» **Your objective**
Quote all of the data that follows exactly as written, skipping the images.

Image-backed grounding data
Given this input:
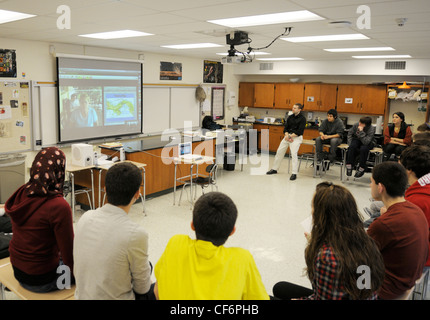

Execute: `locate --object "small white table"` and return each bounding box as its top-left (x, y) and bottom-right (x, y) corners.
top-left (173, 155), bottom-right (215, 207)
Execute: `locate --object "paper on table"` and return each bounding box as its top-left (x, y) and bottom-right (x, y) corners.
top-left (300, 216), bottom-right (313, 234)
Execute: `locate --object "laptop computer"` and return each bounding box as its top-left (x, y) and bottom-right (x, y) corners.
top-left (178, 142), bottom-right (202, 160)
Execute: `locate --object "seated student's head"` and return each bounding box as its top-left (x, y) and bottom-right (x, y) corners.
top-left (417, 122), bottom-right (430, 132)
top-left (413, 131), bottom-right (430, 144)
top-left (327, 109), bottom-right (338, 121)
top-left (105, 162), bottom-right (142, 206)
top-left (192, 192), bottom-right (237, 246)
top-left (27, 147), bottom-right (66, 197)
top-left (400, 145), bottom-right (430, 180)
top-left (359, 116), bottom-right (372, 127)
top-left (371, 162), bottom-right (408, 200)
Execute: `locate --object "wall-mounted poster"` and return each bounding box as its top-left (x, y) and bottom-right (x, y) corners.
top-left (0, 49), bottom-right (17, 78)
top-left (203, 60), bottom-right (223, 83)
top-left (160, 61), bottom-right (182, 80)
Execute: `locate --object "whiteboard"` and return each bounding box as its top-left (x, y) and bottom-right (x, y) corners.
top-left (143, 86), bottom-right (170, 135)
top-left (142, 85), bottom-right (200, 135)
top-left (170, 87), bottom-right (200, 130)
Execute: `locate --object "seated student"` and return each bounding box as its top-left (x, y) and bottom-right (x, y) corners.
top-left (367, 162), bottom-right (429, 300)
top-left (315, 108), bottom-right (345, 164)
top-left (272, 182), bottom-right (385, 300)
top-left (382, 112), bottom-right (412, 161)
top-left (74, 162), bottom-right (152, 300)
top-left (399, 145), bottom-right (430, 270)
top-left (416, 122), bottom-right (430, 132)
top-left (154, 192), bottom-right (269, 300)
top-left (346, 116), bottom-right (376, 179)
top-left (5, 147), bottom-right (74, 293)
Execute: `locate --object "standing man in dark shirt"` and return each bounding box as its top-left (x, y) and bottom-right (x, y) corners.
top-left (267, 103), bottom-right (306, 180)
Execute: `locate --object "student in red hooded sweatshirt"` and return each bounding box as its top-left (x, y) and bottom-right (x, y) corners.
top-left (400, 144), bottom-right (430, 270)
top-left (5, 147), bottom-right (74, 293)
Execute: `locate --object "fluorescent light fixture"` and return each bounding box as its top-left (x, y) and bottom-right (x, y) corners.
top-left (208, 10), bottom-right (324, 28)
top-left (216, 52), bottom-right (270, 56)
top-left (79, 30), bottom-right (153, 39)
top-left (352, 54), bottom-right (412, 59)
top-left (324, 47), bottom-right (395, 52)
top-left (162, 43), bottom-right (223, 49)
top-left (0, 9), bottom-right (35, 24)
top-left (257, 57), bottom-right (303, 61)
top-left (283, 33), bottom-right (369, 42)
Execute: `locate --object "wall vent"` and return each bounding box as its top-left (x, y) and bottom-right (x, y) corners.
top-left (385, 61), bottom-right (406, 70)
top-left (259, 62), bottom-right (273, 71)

» **Finished task**
Given this input:

Execute: `locate --object "small white table"` and return each bounding box as its top-left (x, y) and bottom-right (x, y) corners.
top-left (173, 155), bottom-right (215, 207)
Execute: `locate --object "paper on table"` and return each bounding box as its top-left (x, y) and bottom-right (x, y) corners.
top-left (300, 216), bottom-right (313, 234)
Execute: `locate --object "laptop computer"` and return each bounding box as its top-left (x, y) and bottom-right (x, y) corners.
top-left (178, 142), bottom-right (202, 160)
Execute: `locate --object "seated student's head"` and return each bounding box as its top-left (x, y) and bottom-right (x, y) corners.
top-left (417, 122), bottom-right (430, 132)
top-left (413, 131), bottom-right (430, 144)
top-left (327, 109), bottom-right (338, 121)
top-left (105, 162), bottom-right (142, 206)
top-left (192, 192), bottom-right (237, 246)
top-left (27, 147), bottom-right (66, 197)
top-left (400, 145), bottom-right (430, 180)
top-left (359, 116), bottom-right (372, 127)
top-left (371, 162), bottom-right (408, 200)
Execute: `locate --object "wall-mounted poster"` and return each bounding box as its top-left (x, y) and bottom-right (x, y) corners.
top-left (0, 49), bottom-right (17, 78)
top-left (203, 60), bottom-right (223, 83)
top-left (160, 61), bottom-right (182, 80)
Execute: `locate --object "whiteboard"` and return each bounding box as its top-left (x, y) and bottom-right (x, y) corners.
top-left (143, 86), bottom-right (170, 135)
top-left (142, 85), bottom-right (200, 135)
top-left (170, 87), bottom-right (200, 130)
Execute: `locate --object "seated student"` and return each bounding box as its top-left (x, y) and bottom-right (x, y) corners.
top-left (367, 162), bottom-right (429, 300)
top-left (315, 108), bottom-right (345, 164)
top-left (272, 182), bottom-right (385, 300)
top-left (382, 112), bottom-right (412, 161)
top-left (74, 162), bottom-right (152, 300)
top-left (399, 145), bottom-right (430, 270)
top-left (416, 122), bottom-right (430, 132)
top-left (154, 192), bottom-right (269, 300)
top-left (346, 116), bottom-right (376, 179)
top-left (5, 147), bottom-right (74, 293)
Execute: `locate --object "standing man in dark shirt"` and return each bounding box as its top-left (x, y) and bottom-right (x, y) corners.
top-left (267, 103), bottom-right (306, 180)
Execute: `locate --object "student in red hooded sweatshirt"` and return each bounding box as its top-left (x, y) and bottom-right (x, y) corners.
top-left (400, 144), bottom-right (430, 270)
top-left (5, 147), bottom-right (74, 293)
Execute: `locate --object "fluorescent light fixture"` and return each bounding box as its top-left (x, y) and bottom-right (x, y) corners.
top-left (208, 10), bottom-right (324, 28)
top-left (216, 52), bottom-right (270, 56)
top-left (79, 30), bottom-right (153, 39)
top-left (352, 54), bottom-right (412, 59)
top-left (324, 47), bottom-right (395, 52)
top-left (162, 43), bottom-right (223, 49)
top-left (0, 9), bottom-right (35, 24)
top-left (257, 57), bottom-right (303, 61)
top-left (283, 33), bottom-right (369, 42)
Execute: `locate --object "wall vent"` and return each bounding box as its top-left (x, y) and bottom-right (x, y) corners.
top-left (385, 61), bottom-right (406, 70)
top-left (259, 62), bottom-right (273, 71)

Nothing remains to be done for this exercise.